• TRAVAIL À FAIRE:
A: Recopiez le passage de l'article sur la Ford Mustang allant de "A l’occasion du" à "mémoire de l’humanité." en substituant "pur-sang" à "étalon".
B: Poursuivez l'article sur la Ford Mustang au-delà de sa dernière phrase.

• EXTRAIT FOURNI:

A l’occasion du 60e anniversaire de la célèbre voiture, un livre passionnant revient sur l’histoire de la Ford Mustang
Dans l’écurie du constructeur automobile Ford, il exista un cheval légendaire, celui qui ne se laissa dompter par aucune mode, aucune époque. Un cheval, un étalon qui, à l’inverse du Richard III de Shakespeare sauva non seulement son roi mais également un empire, celui de l’automobile américaine tout en galopant dans la mémoire de l’humanité.
Ce mythe, Benjamin Cuq, journaliste et auteur de plusieurs livres sur l’automobile, le raconte à merveille dans son livre réédité à l’occasion du soixantième anniversaire du célèbre modèle. Il montre ainsi à grand renfort d’iconographies les évolutions de cette voiture mythique ainsi que les mues successives tant physiques que motorisées de ce crack de l’asphalte. Chacun y trouvera son modèle fétiche, celui de 1964 avec sa robe rouge, la Fastback GT 390 de Bullit, la Shelby GT350 SportsRoof de 1969 ou la Boss 302 (1970).
Tout le monde en convient, c’est véritablement au cours de sa première décennie d’existence que la Mustang construisit cette légende qui vit notre cheval d’acier terrasser des concurrents qui le sous-estimèrent ou pensèrent lui damner le pion comme la Chevrolet Camaro Z28 ou la Plymouth Barracuda qui pourtant, avaient des arguments pour briller au firmament de l’Olympe automobile.
Est-ce les vapeurs du succès, la crise économique ou simplement le manque d’adversaires à sa taille qui ternirent sa gloire ? Car il était dit que celle-ci serait comme un cercle dans l’onde qui va toujours s’élargissant, jusqu’à ce qu’à force de s’étendre, il finisse par disparaître pour reprendre les mots de Shakespeare dans son Henri VI. Ainsi à partir de 1974, la Mustang II perdit sa fougue, se rangea…des voitures. L’étalon devint hongre. Dès lors, il lui manqua ce panache, cette vélocité, cette férocité qui fait le charme des chevaux de légende et des voitures inoubliables, avec juste ce qu’il faut de vulgarité pour séduire même le plus chaste. Rien ne fut plus jamais pareil. Le côté sauvage de la Mustang comme celui du cheval du même nom fut ainsi domestiqué par les mêmes Américains. Il fallut alors attendre trois décennies et l’arrivée de la Mustang V pour que brilla à nouveau dans l’œil du coursier la lueur de sa gloire d’antan. Mais celle-ci était passée, enfermée sur la rétine de millions de téléspectateurs.

• DONNÉES FOURNIES:
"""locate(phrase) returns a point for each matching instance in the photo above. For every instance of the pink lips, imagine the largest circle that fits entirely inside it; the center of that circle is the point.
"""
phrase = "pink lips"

• CORRIGÉ DES EXERCICES:
A:
A l’occasion du 60e anniversaire de la célèbre voiture, un livre passionnant revient sur l’histoire de la Ford Mustang
Dans l’écurie du constructeur automobile Ford, il exista un cheval légendaire, celui qui ne se laissa dompter par aucune mode, aucune époque. Un cheval, un pur-sang qui, à l’inverse du Richard III de Shakespeare sauva non seulement son roi mais également un empire, celui de l’automobile américaine tout en galopant dans la mémoire de l’humanité.

B:
Car bien évidemment, l’ouvrage fait un détour par le cinéma et en premier lieu par Bullitt en 1968 avec Steve Mac Queen qui fit définitivement entrer la Mustang dans la légende. De Goldfinger à Drive et de Getaway à 60 secondes chrono, elle apparut dans près de 4000 films, séries et clips pour devenir un véritable objet de la culture américaine, une actrice de cette dernière, Nicolas Cage affublant même la Shebly GT 500 de 1967 d’un prénom : Eleanor
Avec son hennissement si particulier, la Mustang, voiture sportive qui se voulut abordable pour les classes moyennes américaines, marqua également le chant du cygne du triomphalisme automobile américain et de son fleuron, Ford. Un cheval incapable d’éviter l’hiver du mécontentement qui allait s’abattre sur Detroit et son empire. Reste ce très beau livre qui régalera à coups sûrs les yeux des amoureux du célèbre modèle et permettra de se plonger avec moult rugissements dans un pan de l’histoire culturelle américaine.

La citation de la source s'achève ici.